### WORK ORDER 1:
From the ME article, extract the passage that begins at the words "Half of these" and stops after "definitive medical benefit.".
### WORK ORDER 2:
List every therapy for chronic fatigue syndrome named in the ME article.

ME SUFFERERS have been offered hope following a study which suggests the condition can be reversed with counselling and exercise.
Researchers in Scotland have identified two forms of treatment for chronic fatigue syndrome (CFS), both of which could help thousands of patients.
The study is the most comprehensive to date and challenges the belief that the illness cannot be cured.
Scientists, who spent eight years on the research, believe it could herald a new dawn for the treatment of ME.
They hope their findings will dispel the notion that nothing can be done for the quarter of a million people living with the condition in the UK.
Researchers found six in 10 patients reported significant improvements after undergoing either cognitive behavioural therapy (CBT) - counselling which helps people take charge of issues, while encouraging them to increase their activity - or graded exercise therapy (GET), which is based on gradually increasing exercise.
Half of these people reported a return to "normal" energy levels.
However, the study showed one of the most common CFS treatments has no definitive medical benefit.
Adaptive pacing therapy (APT), which teaches patients to match their activity level to the amount of energy they have, does little more than help sufferers manage their illness, the study showed.
Though it has been widely advocated, the therapy has never before been scientifically tested.
Michael Sharpe, Professor of Psychological Medicine at the University of Edinburgh and co-author of the report, said scientists had achieved a significant "milestone" by proving GET and CBT were both effective and safe.
"This trial has clarified that picture, finding both GET and CBT have substantial beneficial effects and they are safe if delivered properly."
Meanwhile, the trial found that while APT patients claimed to be satisfied with their treatment, it ultimately failed to reduce fatigue.

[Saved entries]
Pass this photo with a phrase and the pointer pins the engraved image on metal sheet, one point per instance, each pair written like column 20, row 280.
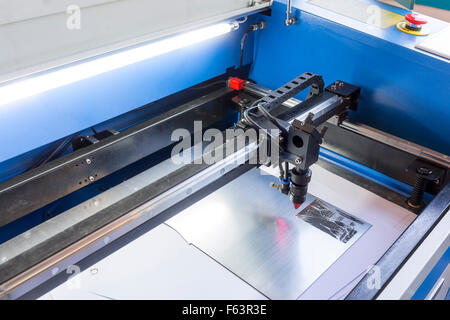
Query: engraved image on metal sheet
column 331, row 220
column 254, row 231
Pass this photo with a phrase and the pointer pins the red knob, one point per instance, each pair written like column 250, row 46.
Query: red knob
column 414, row 18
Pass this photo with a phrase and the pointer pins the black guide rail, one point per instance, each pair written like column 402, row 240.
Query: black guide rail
column 277, row 97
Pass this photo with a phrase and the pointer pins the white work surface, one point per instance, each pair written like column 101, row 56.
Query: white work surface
column 162, row 265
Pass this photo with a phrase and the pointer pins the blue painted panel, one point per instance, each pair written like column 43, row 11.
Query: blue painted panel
column 404, row 91
column 36, row 121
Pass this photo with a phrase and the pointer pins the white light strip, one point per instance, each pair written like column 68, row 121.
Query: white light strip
column 29, row 87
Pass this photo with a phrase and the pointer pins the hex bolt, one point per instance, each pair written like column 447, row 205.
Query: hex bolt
column 420, row 184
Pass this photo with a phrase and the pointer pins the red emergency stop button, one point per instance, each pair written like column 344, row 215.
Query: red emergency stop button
column 415, row 19
column 236, row 84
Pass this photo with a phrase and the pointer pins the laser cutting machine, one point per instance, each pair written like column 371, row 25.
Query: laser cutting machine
column 223, row 150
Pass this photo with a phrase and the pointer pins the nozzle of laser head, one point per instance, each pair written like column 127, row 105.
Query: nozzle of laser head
column 299, row 186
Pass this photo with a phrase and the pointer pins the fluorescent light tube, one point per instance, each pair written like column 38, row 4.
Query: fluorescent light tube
column 55, row 79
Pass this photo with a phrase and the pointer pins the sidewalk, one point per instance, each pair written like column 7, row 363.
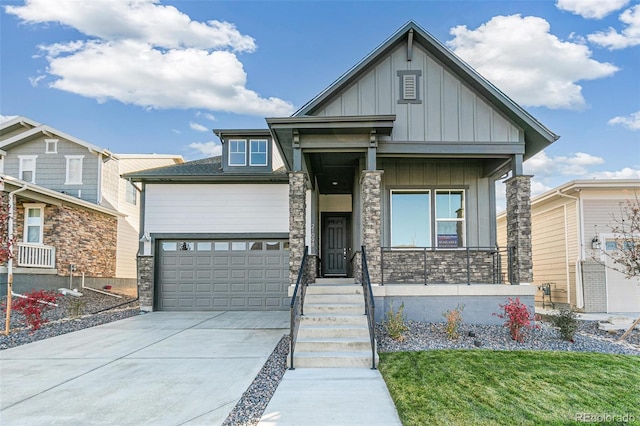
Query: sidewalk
column 331, row 396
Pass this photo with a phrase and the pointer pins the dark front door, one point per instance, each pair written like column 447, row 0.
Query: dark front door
column 335, row 244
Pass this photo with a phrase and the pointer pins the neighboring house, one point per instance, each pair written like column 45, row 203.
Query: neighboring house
column 400, row 156
column 74, row 214
column 572, row 231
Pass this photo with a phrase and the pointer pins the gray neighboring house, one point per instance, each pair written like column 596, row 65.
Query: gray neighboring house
column 398, row 157
column 74, row 215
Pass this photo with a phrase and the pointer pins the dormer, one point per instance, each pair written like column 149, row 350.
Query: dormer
column 246, row 151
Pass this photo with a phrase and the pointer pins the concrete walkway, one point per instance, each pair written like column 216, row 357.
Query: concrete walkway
column 155, row 369
column 331, row 396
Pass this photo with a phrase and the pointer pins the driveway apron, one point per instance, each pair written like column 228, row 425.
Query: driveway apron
column 159, row 368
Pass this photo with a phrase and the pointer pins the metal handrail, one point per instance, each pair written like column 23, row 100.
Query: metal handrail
column 297, row 304
column 369, row 306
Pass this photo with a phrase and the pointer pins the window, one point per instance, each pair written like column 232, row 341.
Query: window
column 33, row 220
column 51, row 146
column 131, row 194
column 414, row 214
column 258, row 153
column 237, row 152
column 409, row 87
column 27, row 170
column 74, row 169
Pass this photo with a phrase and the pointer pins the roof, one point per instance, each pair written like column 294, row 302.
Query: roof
column 537, row 136
column 202, row 170
column 50, row 196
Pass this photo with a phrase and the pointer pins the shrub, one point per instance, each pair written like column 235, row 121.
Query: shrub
column 395, row 323
column 34, row 305
column 454, row 321
column 567, row 321
column 518, row 318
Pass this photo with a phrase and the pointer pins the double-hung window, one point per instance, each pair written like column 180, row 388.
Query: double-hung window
column 74, row 169
column 27, row 170
column 427, row 218
column 237, row 152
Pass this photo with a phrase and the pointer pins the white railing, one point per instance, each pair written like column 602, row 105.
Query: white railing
column 36, row 256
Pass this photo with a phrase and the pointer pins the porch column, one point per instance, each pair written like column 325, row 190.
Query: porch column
column 519, row 227
column 370, row 184
column 297, row 222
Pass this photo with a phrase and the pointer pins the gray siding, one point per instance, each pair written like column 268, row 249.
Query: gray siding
column 51, row 168
column 450, row 111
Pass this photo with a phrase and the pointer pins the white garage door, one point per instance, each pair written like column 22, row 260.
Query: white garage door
column 203, row 275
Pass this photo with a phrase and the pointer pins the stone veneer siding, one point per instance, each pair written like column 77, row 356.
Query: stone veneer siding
column 370, row 183
column 440, row 267
column 145, row 283
column 595, row 289
column 297, row 222
column 80, row 236
column 519, row 227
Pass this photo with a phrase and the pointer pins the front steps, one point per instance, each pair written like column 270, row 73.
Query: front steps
column 333, row 331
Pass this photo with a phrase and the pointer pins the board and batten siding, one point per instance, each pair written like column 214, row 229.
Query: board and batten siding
column 449, row 111
column 444, row 174
column 51, row 168
column 216, row 208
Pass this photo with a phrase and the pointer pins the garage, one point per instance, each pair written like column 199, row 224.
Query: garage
column 210, row 275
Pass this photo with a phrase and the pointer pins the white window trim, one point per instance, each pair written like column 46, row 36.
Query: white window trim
column 266, row 153
column 21, row 169
column 33, row 206
column 244, row 142
column 69, row 158
column 47, row 143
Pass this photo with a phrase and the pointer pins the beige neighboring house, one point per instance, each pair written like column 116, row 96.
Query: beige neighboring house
column 74, row 213
column 571, row 234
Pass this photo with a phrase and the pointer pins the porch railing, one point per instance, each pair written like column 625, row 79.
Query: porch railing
column 369, row 306
column 429, row 265
column 36, row 256
column 297, row 304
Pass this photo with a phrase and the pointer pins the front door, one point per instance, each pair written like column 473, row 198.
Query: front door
column 335, row 244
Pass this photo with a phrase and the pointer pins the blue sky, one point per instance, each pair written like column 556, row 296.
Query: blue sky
column 146, row 76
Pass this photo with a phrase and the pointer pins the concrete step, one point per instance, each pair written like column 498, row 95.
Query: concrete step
column 332, row 359
column 333, row 344
column 332, row 331
column 334, row 308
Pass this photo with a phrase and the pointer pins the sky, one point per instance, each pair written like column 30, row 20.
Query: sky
column 151, row 76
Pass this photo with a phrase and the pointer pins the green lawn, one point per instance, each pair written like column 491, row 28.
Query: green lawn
column 482, row 387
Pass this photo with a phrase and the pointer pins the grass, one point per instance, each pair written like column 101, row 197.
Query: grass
column 482, row 387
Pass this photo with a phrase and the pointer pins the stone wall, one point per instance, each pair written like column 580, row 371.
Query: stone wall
column 439, row 267
column 85, row 238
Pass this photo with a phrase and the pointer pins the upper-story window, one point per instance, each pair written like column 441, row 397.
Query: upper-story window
column 74, row 169
column 51, row 146
column 27, row 169
column 258, row 153
column 237, row 152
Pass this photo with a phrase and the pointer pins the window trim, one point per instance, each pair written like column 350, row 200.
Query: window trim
column 25, row 234
column 68, row 181
column 244, row 152
column 21, row 168
column 266, row 152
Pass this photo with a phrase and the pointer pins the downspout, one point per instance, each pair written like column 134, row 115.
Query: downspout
column 579, row 281
column 10, row 260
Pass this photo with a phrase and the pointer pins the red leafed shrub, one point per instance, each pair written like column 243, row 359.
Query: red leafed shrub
column 518, row 318
column 34, row 305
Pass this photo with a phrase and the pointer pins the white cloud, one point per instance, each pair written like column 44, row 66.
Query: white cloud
column 630, row 35
column 5, row 118
column 149, row 55
column 631, row 122
column 531, row 65
column 591, row 9
column 197, row 127
column 210, row 149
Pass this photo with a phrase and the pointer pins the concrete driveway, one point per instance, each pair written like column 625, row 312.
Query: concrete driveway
column 159, row 368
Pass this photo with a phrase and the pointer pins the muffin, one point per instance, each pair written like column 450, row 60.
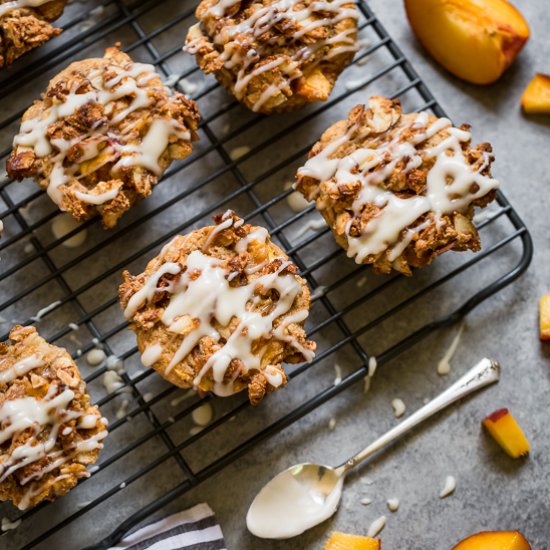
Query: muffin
column 274, row 55
column 219, row 310
column 49, row 430
column 102, row 135
column 398, row 189
column 26, row 25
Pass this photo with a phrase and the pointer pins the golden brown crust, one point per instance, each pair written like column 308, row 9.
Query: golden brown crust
column 100, row 135
column 33, row 483
column 375, row 126
column 242, row 268
column 303, row 56
column 24, row 29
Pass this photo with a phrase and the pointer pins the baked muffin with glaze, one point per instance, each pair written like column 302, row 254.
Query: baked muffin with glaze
column 220, row 310
column 274, row 55
column 398, row 189
column 25, row 25
column 50, row 432
column 102, row 135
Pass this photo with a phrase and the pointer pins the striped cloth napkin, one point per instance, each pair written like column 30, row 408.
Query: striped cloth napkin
column 192, row 529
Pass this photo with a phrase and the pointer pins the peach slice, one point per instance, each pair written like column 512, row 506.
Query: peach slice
column 343, row 541
column 544, row 317
column 536, row 97
column 476, row 40
column 494, row 540
column 507, row 433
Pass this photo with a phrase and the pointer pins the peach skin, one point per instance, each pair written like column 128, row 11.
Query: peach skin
column 506, row 432
column 494, row 540
column 476, row 40
column 536, row 97
column 343, row 541
column 544, row 317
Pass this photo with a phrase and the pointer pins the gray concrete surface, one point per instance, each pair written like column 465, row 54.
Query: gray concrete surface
column 493, row 492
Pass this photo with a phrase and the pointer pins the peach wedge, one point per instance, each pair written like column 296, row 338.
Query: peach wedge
column 343, row 541
column 507, row 433
column 476, row 40
column 544, row 317
column 536, row 97
column 494, row 540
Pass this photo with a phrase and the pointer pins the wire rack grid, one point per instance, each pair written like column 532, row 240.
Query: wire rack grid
column 242, row 161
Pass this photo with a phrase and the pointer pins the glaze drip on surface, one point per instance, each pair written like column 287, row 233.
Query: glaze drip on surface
column 98, row 147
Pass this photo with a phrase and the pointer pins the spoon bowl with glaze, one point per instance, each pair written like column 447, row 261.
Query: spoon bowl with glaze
column 305, row 495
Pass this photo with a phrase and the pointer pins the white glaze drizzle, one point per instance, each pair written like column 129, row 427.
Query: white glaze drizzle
column 209, row 297
column 233, row 39
column 444, row 365
column 376, row 526
column 130, row 81
column 391, row 227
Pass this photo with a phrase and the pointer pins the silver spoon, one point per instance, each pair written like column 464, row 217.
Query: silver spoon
column 307, row 494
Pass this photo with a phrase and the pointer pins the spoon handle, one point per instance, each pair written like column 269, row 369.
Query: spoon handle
column 486, row 372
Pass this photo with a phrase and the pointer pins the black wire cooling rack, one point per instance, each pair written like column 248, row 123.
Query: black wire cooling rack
column 242, row 161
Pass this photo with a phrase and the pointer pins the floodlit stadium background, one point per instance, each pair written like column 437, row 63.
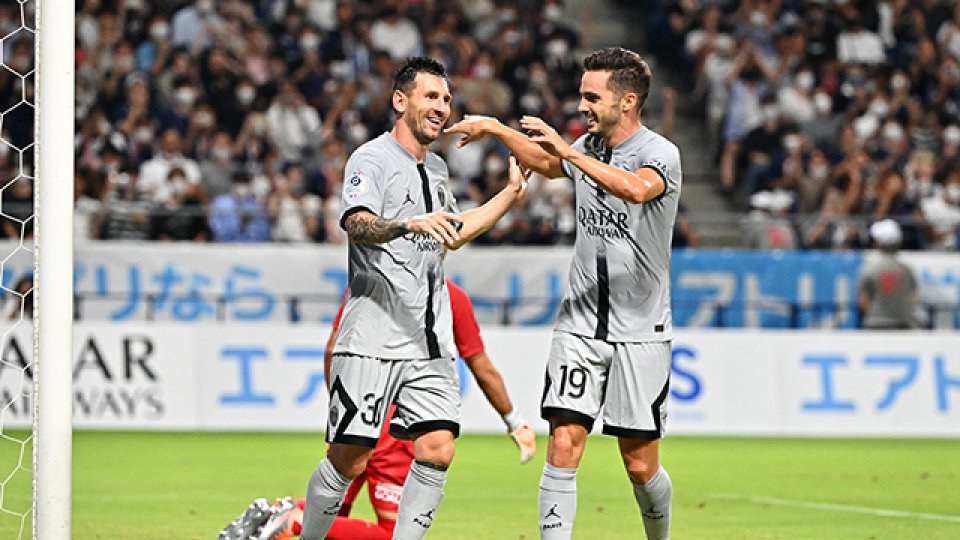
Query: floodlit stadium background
column 799, row 125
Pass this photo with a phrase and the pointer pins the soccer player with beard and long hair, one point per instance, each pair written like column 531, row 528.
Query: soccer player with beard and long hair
column 611, row 348
column 389, row 465
column 395, row 343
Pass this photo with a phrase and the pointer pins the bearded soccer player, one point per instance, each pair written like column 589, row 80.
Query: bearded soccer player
column 395, row 343
column 387, row 469
column 611, row 346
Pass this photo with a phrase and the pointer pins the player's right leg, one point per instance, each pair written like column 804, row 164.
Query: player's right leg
column 360, row 389
column 573, row 390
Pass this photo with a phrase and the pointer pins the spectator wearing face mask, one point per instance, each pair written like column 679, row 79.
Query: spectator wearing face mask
column 482, row 92
column 796, row 100
column 154, row 172
column 217, row 168
column 941, row 212
column 824, row 127
column 237, row 216
column 295, row 213
column 395, row 34
column 757, row 150
column 180, row 215
column 949, row 151
column 153, row 53
column 292, row 124
column 195, row 24
column 886, row 287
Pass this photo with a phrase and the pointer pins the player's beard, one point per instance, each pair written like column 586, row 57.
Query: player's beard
column 422, row 127
column 605, row 122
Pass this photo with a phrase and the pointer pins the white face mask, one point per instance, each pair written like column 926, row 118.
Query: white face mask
column 792, row 142
column 184, row 96
column 552, row 12
column 819, row 172
column 952, row 193
column 805, row 80
column 245, row 95
column 770, row 113
column 160, row 31
column 143, row 135
column 878, row 108
column 309, row 41
column 483, row 71
column 823, row 103
column 220, row 153
column 900, row 82
column 557, row 48
column 951, row 134
column 893, row 133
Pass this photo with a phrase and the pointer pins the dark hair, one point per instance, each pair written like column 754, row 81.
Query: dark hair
column 629, row 72
column 406, row 74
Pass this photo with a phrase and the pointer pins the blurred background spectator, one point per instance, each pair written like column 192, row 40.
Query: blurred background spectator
column 848, row 110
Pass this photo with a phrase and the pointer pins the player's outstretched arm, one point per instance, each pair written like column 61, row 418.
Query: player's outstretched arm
column 632, row 186
column 480, row 219
column 528, row 153
column 491, row 383
column 365, row 227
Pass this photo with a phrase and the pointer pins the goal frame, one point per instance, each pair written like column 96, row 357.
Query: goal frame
column 53, row 269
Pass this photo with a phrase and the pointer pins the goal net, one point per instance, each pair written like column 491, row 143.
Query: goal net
column 36, row 267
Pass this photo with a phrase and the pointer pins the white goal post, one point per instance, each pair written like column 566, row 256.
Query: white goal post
column 53, row 269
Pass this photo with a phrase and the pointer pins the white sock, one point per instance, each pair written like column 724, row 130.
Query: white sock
column 422, row 493
column 558, row 502
column 325, row 493
column 654, row 499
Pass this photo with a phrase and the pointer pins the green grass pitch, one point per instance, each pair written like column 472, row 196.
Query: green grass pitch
column 188, row 485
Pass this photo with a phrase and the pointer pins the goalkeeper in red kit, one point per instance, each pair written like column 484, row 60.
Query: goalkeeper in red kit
column 387, row 469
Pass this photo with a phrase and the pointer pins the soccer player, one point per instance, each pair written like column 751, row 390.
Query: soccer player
column 611, row 346
column 395, row 343
column 886, row 287
column 389, row 465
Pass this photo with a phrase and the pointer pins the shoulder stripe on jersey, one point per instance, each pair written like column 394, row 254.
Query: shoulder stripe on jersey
column 666, row 184
column 425, row 182
column 433, row 346
column 352, row 211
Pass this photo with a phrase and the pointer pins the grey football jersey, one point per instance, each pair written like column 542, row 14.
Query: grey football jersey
column 892, row 288
column 398, row 306
column 619, row 286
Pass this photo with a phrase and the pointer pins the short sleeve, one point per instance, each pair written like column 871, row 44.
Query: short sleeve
column 362, row 186
column 466, row 331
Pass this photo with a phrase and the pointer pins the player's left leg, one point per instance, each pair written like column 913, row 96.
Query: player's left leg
column 428, row 411
column 635, row 412
column 651, row 485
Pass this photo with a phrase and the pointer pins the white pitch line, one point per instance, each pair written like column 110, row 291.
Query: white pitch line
column 885, row 512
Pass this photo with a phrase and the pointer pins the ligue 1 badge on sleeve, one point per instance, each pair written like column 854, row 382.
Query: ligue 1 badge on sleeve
column 356, row 185
column 441, row 196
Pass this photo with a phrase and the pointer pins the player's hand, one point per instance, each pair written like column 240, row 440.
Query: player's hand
column 526, row 440
column 444, row 227
column 519, row 177
column 541, row 133
column 473, row 126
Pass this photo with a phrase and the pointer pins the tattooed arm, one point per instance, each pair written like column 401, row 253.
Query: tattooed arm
column 365, row 227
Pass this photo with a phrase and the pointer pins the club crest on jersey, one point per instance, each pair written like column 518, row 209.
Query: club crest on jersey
column 658, row 166
column 356, row 185
column 441, row 197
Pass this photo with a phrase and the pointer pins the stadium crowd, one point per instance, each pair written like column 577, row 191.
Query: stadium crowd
column 231, row 120
column 826, row 116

### OUTPUT 1:
Half of these people reported a return to "normal" energy levels.
However, the study showed one of the most common CFS treatments has no definitive medical benefit.

### OUTPUT 2:
- Cognitive behavioural therapy (CBT)
- Graded exercise therapy (GET)
- Adaptive pacing therapy (APT)